» TASK GOAL: Output an exact reproduction of the data.

— Start DATASET ROWS —

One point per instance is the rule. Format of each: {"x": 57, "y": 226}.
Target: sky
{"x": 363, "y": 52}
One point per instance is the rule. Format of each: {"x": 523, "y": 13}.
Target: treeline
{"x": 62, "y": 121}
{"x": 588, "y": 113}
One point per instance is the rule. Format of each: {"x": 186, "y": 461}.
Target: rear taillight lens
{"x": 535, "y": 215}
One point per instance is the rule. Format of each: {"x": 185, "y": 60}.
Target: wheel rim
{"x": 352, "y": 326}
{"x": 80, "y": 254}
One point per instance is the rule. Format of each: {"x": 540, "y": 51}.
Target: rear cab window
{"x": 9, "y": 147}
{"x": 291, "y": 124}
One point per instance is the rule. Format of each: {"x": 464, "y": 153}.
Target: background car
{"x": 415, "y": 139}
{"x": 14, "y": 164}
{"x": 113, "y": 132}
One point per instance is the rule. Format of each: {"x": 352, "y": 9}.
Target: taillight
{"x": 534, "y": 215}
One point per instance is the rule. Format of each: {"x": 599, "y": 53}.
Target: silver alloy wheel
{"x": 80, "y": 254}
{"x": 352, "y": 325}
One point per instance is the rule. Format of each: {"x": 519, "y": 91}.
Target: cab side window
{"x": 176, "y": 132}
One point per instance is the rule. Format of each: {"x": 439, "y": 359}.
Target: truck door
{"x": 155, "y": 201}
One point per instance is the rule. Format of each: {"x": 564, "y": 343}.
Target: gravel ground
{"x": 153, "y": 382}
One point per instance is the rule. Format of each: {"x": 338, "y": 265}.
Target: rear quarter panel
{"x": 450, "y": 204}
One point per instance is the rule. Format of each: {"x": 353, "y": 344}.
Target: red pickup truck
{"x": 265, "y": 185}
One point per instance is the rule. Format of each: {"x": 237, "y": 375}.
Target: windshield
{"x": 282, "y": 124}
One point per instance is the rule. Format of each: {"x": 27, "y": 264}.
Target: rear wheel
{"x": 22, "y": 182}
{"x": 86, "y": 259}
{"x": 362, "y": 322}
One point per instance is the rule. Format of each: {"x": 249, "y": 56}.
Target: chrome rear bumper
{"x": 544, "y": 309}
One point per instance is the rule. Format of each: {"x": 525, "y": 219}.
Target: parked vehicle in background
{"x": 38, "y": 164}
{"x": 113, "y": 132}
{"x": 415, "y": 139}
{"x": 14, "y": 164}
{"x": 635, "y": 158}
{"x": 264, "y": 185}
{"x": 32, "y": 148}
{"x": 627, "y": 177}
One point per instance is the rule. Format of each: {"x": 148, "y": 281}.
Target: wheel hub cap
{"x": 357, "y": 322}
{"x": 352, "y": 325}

— End DATASET ROWS —

» RESULT FOR THIS TASK:
One point per instance is the rule. Format of each: {"x": 57, "y": 226}.
Target: sky
{"x": 363, "y": 52}
One point per instance is the rule. Format of each: {"x": 523, "y": 13}.
Target: treeline
{"x": 62, "y": 121}
{"x": 588, "y": 113}
One point per instance is the rule. Format of each: {"x": 186, "y": 461}.
Target: rear taillight lens
{"x": 535, "y": 215}
One point per instance is the rule. Format of each: {"x": 185, "y": 60}.
Target: wheel rim
{"x": 352, "y": 326}
{"x": 80, "y": 254}
One point per instance is the rule. Format of each: {"x": 540, "y": 51}.
Target: rear cab window
{"x": 9, "y": 147}
{"x": 291, "y": 124}
One point per instance is the rule. Format of each: {"x": 464, "y": 153}.
Target: background car
{"x": 415, "y": 139}
{"x": 14, "y": 164}
{"x": 113, "y": 132}
One point per instance is the rule. Format of each: {"x": 352, "y": 9}.
Target: taillight
{"x": 534, "y": 215}
One point per instance is the rule. Format of each: {"x": 599, "y": 53}.
Target: silver alloy wheel
{"x": 80, "y": 254}
{"x": 352, "y": 325}
One point per instance is the rule. Format of each: {"x": 519, "y": 91}.
Target: cab side window
{"x": 176, "y": 132}
One point per instance is the rule. Format of each: {"x": 439, "y": 359}.
Target: truck door
{"x": 155, "y": 201}
One point per instance is the rule. Format of each: {"x": 564, "y": 343}.
Target: gravel ground
{"x": 153, "y": 382}
One point per instance is the rule. Format of each: {"x": 338, "y": 265}.
Target: rear quarter panel
{"x": 450, "y": 204}
One point per instance is the rule. Format of each: {"x": 353, "y": 344}.
Target: red pickup truck
{"x": 265, "y": 185}
One point per instance is the rule. Format of each: {"x": 237, "y": 375}.
Target: windshield
{"x": 282, "y": 124}
One point per instance is the rule. Format of each: {"x": 27, "y": 264}.
Target: rear wheel
{"x": 22, "y": 182}
{"x": 86, "y": 259}
{"x": 362, "y": 322}
One point per instance is the rule. Format of each: {"x": 249, "y": 56}.
Target: chrome rear bumper
{"x": 544, "y": 309}
One point per instance is the rule. Format of each: {"x": 525, "y": 219}.
Target: parked vehicle in background
{"x": 38, "y": 164}
{"x": 113, "y": 132}
{"x": 415, "y": 139}
{"x": 14, "y": 164}
{"x": 635, "y": 158}
{"x": 264, "y": 185}
{"x": 32, "y": 148}
{"x": 627, "y": 177}
One point per instance is the rule. Format of each: {"x": 148, "y": 281}.
Target: wheel hub cap
{"x": 357, "y": 322}
{"x": 352, "y": 325}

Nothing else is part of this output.